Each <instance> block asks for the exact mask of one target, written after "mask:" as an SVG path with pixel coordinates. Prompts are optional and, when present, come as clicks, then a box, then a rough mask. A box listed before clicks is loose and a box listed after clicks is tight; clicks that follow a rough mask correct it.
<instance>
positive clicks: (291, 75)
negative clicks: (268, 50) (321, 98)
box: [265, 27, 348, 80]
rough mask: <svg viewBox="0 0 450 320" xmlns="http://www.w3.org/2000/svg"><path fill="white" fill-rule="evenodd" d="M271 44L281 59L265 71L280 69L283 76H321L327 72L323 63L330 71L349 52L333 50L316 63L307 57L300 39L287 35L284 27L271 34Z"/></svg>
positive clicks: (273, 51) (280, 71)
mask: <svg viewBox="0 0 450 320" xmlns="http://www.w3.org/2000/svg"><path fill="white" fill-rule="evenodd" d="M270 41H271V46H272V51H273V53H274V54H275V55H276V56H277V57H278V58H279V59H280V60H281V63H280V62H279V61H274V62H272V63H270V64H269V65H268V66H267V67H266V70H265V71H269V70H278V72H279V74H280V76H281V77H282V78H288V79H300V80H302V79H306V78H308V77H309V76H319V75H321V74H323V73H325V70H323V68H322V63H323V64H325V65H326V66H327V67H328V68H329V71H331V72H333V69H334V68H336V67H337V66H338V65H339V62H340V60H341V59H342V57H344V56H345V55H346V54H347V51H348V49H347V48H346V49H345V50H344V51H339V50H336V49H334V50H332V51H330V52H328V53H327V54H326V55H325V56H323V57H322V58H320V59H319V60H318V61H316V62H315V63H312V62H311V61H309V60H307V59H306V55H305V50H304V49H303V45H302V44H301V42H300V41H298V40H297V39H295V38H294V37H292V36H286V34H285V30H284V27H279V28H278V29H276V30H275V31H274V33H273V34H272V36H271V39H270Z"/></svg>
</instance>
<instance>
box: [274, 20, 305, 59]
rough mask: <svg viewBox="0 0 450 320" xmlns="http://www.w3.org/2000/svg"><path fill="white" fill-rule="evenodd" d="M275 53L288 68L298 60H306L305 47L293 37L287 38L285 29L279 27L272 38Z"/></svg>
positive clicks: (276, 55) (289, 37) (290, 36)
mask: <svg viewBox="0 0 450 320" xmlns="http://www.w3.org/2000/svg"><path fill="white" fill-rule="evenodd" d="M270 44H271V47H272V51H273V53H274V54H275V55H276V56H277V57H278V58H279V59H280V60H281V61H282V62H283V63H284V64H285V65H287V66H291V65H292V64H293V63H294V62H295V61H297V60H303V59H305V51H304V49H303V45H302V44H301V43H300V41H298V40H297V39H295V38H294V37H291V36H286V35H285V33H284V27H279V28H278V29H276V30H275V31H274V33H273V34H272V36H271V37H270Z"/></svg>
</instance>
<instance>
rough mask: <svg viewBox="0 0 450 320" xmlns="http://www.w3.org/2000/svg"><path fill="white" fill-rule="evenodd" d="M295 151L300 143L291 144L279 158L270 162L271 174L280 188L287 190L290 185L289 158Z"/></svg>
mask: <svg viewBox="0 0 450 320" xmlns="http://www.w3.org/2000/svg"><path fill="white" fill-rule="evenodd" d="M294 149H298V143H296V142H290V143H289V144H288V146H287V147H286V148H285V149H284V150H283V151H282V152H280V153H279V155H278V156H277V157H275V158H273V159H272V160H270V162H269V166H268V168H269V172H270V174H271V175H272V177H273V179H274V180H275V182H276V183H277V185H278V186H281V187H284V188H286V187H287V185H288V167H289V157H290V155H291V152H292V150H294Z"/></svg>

* [YOUR INSTRUCTIONS]: Using the exact wording, transcribe all the records above.

* [ANSWER TO THIS EXERCISE]:
Each <instance> block asks for the exact mask of one target, written after "mask:" as an SVG path with pixel coordinates. Prompts are optional and, when present, come as clicks, then a box, then a rough mask. A box listed before clicks is loose and a box listed after clicks is tight; clicks that follow a rough mask correct it.
<instance>
positive clicks: (291, 75)
negative clicks: (268, 50) (321, 98)
box: [265, 27, 348, 80]
rough mask: <svg viewBox="0 0 450 320" xmlns="http://www.w3.org/2000/svg"><path fill="white" fill-rule="evenodd" d="M271 44L281 59L265 71L280 69L283 76H321L327 72L323 63L330 71L349 52L333 50L316 63L307 57L300 39L287 35L284 27L271 34Z"/></svg>
positive clicks: (273, 51) (280, 71)
mask: <svg viewBox="0 0 450 320" xmlns="http://www.w3.org/2000/svg"><path fill="white" fill-rule="evenodd" d="M270 41H271V46H272V51H273V53H274V54H275V55H276V56H277V57H278V58H279V59H280V60H281V63H280V62H279V61H274V62H272V63H270V64H269V65H268V66H267V67H266V70H265V71H269V70H278V72H279V74H280V76H281V77H282V78H288V79H300V80H302V79H306V78H308V77H309V76H319V75H321V74H323V73H325V70H323V68H322V63H323V64H325V65H326V66H327V67H328V68H329V71H331V72H333V69H334V68H336V67H337V66H338V65H339V62H340V60H341V59H342V57H344V56H345V55H346V54H347V51H348V49H347V48H346V49H345V50H344V51H339V50H336V49H334V50H332V51H330V52H328V53H327V54H326V55H325V56H323V57H322V58H320V59H319V60H318V61H316V62H315V63H312V62H311V61H309V60H307V59H306V55H305V50H304V49H303V45H302V44H301V42H300V41H298V40H297V39H295V38H294V37H292V36H286V34H285V30H284V27H279V28H278V29H276V30H275V31H274V33H273V34H272V36H271V39H270Z"/></svg>
</instance>
<instance>
box: [274, 20, 305, 59]
rough mask: <svg viewBox="0 0 450 320" xmlns="http://www.w3.org/2000/svg"><path fill="white" fill-rule="evenodd" d="M275 53L288 68L298 60H306L305 47L293 37L287 38L285 29L279 27L272 38Z"/></svg>
positive clicks: (276, 55) (289, 37) (290, 36)
mask: <svg viewBox="0 0 450 320" xmlns="http://www.w3.org/2000/svg"><path fill="white" fill-rule="evenodd" d="M270 44H271V47H272V51H273V53H274V54H275V55H276V56H277V57H278V58H279V59H280V60H281V61H282V62H283V63H284V64H285V65H287V66H291V65H292V64H293V63H294V62H295V61H297V60H303V59H305V51H304V49H303V45H302V44H301V43H300V41H298V40H297V39H295V38H294V37H291V36H286V35H285V33H284V27H279V28H278V29H276V30H275V31H274V33H273V34H272V36H271V37H270Z"/></svg>
</instance>
<instance>
rough mask: <svg viewBox="0 0 450 320" xmlns="http://www.w3.org/2000/svg"><path fill="white" fill-rule="evenodd" d="M295 151L300 143L291 144L279 158L270 162L271 174L280 188L287 190L290 185L289 158Z"/></svg>
mask: <svg viewBox="0 0 450 320" xmlns="http://www.w3.org/2000/svg"><path fill="white" fill-rule="evenodd" d="M294 149H298V143H296V142H290V143H289V144H288V146H287V147H286V148H285V149H284V150H283V151H282V152H280V153H279V155H278V156H277V157H275V158H273V159H272V160H270V162H269V166H268V168H269V172H270V174H271V175H272V177H273V179H274V180H275V182H276V183H277V185H278V186H281V187H284V188H286V187H287V185H288V167H289V157H290V155H291V152H292V150H294Z"/></svg>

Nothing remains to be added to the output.